» **Stored data**:
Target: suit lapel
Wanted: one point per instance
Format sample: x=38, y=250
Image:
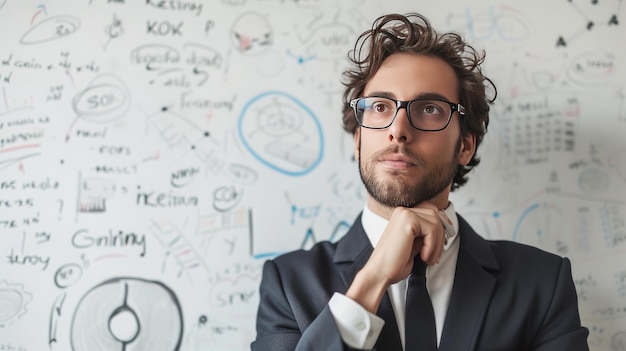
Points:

» **Instructions for the task**:
Please set down the whole listing exactly, apart from the pictures.

» **Task answer**:
Target: suit lapel
Wanted: one point per instance
Format sample: x=38, y=250
Image:
Points:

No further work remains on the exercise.